#### [Recorded data]
______

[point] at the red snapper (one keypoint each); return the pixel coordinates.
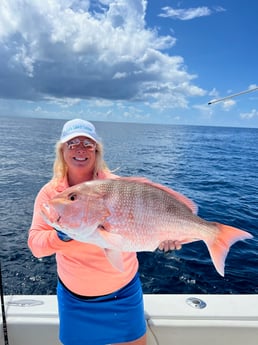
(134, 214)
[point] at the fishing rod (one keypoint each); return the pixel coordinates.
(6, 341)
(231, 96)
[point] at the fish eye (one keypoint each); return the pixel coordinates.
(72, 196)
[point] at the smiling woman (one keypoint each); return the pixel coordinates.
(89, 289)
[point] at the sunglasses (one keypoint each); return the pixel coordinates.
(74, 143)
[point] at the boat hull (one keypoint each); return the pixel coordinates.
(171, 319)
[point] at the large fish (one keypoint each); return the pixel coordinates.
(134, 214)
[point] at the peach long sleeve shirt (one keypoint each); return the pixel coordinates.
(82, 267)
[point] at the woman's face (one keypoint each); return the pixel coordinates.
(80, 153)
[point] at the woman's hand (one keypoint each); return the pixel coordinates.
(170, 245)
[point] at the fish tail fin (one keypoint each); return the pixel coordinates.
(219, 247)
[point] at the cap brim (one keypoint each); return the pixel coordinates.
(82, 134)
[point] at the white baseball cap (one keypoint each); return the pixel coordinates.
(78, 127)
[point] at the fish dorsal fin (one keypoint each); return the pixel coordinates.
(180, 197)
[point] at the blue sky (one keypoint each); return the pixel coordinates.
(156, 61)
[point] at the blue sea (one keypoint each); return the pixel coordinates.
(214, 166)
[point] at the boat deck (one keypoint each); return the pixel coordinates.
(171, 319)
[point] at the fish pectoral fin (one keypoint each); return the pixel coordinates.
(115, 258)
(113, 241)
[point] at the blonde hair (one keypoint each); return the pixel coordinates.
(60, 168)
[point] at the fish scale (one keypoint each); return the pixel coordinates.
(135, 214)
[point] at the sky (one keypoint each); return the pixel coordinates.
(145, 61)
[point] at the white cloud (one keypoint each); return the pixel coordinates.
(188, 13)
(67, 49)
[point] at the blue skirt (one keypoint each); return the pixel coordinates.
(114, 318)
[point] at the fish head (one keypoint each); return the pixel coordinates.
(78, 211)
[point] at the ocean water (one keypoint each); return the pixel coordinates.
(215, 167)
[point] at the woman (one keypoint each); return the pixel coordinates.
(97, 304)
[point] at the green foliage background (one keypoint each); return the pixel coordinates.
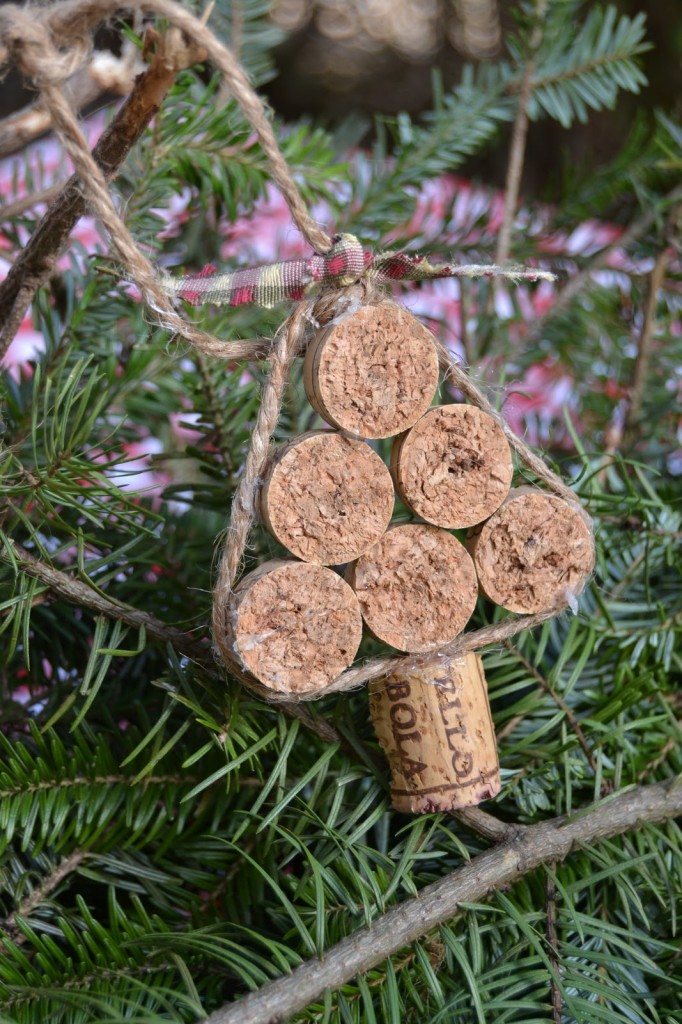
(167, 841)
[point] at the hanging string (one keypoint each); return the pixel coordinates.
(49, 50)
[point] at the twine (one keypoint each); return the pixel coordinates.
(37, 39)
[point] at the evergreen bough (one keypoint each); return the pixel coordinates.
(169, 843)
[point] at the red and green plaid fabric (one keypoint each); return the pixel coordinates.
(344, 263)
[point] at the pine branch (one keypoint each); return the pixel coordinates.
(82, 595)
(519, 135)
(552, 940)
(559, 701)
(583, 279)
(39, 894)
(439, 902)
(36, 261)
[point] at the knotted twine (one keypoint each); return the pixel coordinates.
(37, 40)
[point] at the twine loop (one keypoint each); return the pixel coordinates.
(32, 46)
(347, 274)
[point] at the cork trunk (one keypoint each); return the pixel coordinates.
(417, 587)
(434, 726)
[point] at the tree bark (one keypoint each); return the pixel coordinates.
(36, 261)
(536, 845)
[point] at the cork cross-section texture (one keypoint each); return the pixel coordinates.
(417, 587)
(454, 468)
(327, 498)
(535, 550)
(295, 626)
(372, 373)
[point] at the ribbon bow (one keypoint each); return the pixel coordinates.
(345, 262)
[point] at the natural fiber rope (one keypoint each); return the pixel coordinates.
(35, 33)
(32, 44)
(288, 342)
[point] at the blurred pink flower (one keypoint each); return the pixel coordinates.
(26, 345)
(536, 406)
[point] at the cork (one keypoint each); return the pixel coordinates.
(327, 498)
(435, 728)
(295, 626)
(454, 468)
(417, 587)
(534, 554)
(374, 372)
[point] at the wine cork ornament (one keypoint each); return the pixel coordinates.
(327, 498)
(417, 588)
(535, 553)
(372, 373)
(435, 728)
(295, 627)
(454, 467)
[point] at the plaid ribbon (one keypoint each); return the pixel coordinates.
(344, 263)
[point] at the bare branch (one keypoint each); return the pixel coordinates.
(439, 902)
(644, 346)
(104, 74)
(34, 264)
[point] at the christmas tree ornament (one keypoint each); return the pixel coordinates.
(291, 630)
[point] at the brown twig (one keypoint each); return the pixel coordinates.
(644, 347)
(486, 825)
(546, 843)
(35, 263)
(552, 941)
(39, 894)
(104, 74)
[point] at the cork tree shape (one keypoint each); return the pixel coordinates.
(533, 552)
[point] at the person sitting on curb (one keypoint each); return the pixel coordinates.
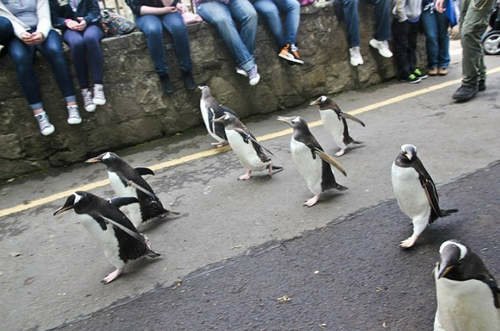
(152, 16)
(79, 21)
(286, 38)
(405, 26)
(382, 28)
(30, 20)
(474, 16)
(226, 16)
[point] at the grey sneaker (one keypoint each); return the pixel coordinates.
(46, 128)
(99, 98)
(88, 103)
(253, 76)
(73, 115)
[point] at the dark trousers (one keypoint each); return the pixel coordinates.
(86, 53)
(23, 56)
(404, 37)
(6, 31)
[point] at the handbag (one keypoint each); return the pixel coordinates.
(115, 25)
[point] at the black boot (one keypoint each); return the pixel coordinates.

______

#### [Given task]
Copy out the recorded data above word for word, from the first line to the last, leaving out the pictures.

#### [Answer for this exercise]
[point] at the red snapper (one keypoint each); return the pixel coordinates.
(134, 214)
[point] at the fishing rod (one keypoint each); return the pixel coordinates.
(6, 341)
(231, 96)
[point] at the fish eye (one keypoint each); return the pixel coordinates.
(72, 196)
[point] at the smiling woman (one keypoint each); return the pixel coordinates.
(89, 289)
[point] at the sunglasses (one keypoint each); return the pixel coordinates.
(74, 143)
[point] at the boat hull (one keypoint each); return the pixel coordinates.
(171, 319)
[point] at the large fish (one keypoint each); return the pixel coordinates.
(134, 214)
[point] at the peach long sleeve shirt (one keypoint each); return the pixel coordinates.
(82, 267)
[point] at the woman's face (one keypoint each); return the pixel coordinates.
(80, 153)
[point] at the woman's hand (one keypoint each); return the pixel coordinates.
(170, 245)
[point] at the fish tail fin (one keypoint each); return the pixel coordinates.
(219, 247)
[point] at the cap brim (one keypoint each); return the pixel coordinates.
(82, 134)
[point] at the white baseball cap (one keypoint each); return the pixel coordinates.
(78, 127)
[point] at the fish dorsal fin (one keypoint each); return the pixel coordinates.
(180, 197)
[point] at the blue sky (one keypoint each); return the pixel coordinates.
(156, 61)
[point] at the blue sea (one keypoint each); return the pixel coordinates.
(214, 166)
[point] at the boat deck (one keypoint each); return the pixel coordinates.
(171, 319)
[point] at the fish pectoral fin (one keypoint each); return the pixel coordinates.
(115, 258)
(113, 241)
[point] at the blonde hair (one keypoint each); return the pixel coordinates.
(60, 168)
[point] at the fish scale (one keypoint each); return the pixel coordinates.
(135, 214)
[point] at the sky (one keypoint each); return the pixel coordinates.
(145, 61)
[point] at the white cloud (one keypoint each); return the pixel coordinates.
(188, 13)
(67, 49)
[point] at the blue skirt (one keypoint each); return the pixel coordinates.
(114, 318)
[point] at the fish head (one keypoint each); return the pixel coordinates.
(78, 211)
[point] at the ocean water (one keypoint each); return the pixel coordinates.
(215, 167)
[point] at the woman (one keypoint each); return the pixel coordinates.
(97, 304)
[point] at the green foliage background (one keypoint each); return the pixel coordinates.
(167, 841)
[point] at the hanging string (one keypoint each); return the pixel coordinates.
(49, 50)
[point] at the twine (one keypoint each); return the pixel coordinates.
(37, 39)
[point] at the evergreen bough (one keypoint each); return the pixel coordinates.
(169, 843)
[point] at the red and green plaid fabric (one keypoint each); return the pixel coordinates.
(344, 263)
[point] at the pine branch (one keypoint each); return the pixel coordinates.
(82, 595)
(519, 135)
(552, 940)
(559, 701)
(583, 279)
(39, 894)
(439, 902)
(36, 261)
[point] at the knotted twine (one keypoint each); return the pixel coordinates.
(37, 40)
[point] at the twine loop (one keypoint each); return the pixel coordinates.
(32, 46)
(347, 274)
[point] at the cork trunk (one keypoint each); return the pixel coordinates.
(417, 587)
(434, 726)
[point] at the tree bark (one keypoint each); return the pixel coordinates.
(36, 261)
(536, 845)
[point] at the cork cross-section texture (one keypoint each); return the pixel coordinates.
(417, 587)
(454, 468)
(327, 498)
(535, 550)
(295, 626)
(372, 373)
[point] at the ribbon bow (one keypoint each); return the pixel coordinates.
(345, 262)
[point] at the natural fiber rope (one keypoint each); return the pixel coordinates.
(35, 33)
(32, 44)
(288, 342)
[point] at the blurred pink flower (one keypoint each); return the pixel coordinates.
(26, 345)
(536, 406)
[point] at the cork (one keypoint each); return the pixel coordinates.
(327, 498)
(435, 728)
(295, 626)
(454, 468)
(417, 587)
(534, 554)
(374, 372)
[point] at the wine cork ornament (one keypoint each); return the pixel coordinates.
(327, 498)
(417, 588)
(535, 553)
(372, 373)
(435, 728)
(295, 627)
(454, 467)
[point] at the plaid ribbon (one keypoint each); return the pixel coordinates.
(344, 263)
[point] at the bare branch (one keypoint each); return the pixel coordinates.
(439, 902)
(644, 346)
(104, 74)
(34, 264)
[point] at the christmas tree ornament (one keypoint each); return the pixel coordinates.
(291, 630)
[point] at the brown twig (one keypoint each); return the pixel coordinates.
(644, 347)
(486, 825)
(546, 843)
(35, 263)
(552, 941)
(39, 894)
(104, 74)
[point] at the cork tree shape (one keypoint each); return the pixel coordinates.
(533, 552)
[point] at the person sitting on curb (one keypoint each); return the pixel coordinates.
(152, 16)
(79, 21)
(286, 38)
(405, 26)
(382, 28)
(30, 20)
(474, 16)
(226, 16)
[point] at the grey sneaker (one keypoint each); return the pixel coordinates.
(46, 128)
(99, 98)
(88, 103)
(253, 76)
(73, 115)
[point] at the dark trousers (one keypoint each); return the pixel coordinates.
(86, 53)
(23, 56)
(404, 37)
(6, 31)
[point] at the handbag (one keypoint each); return the pixel coordinates.
(115, 25)
[point] at the black boot (one keypoint each); return the pixel coordinates.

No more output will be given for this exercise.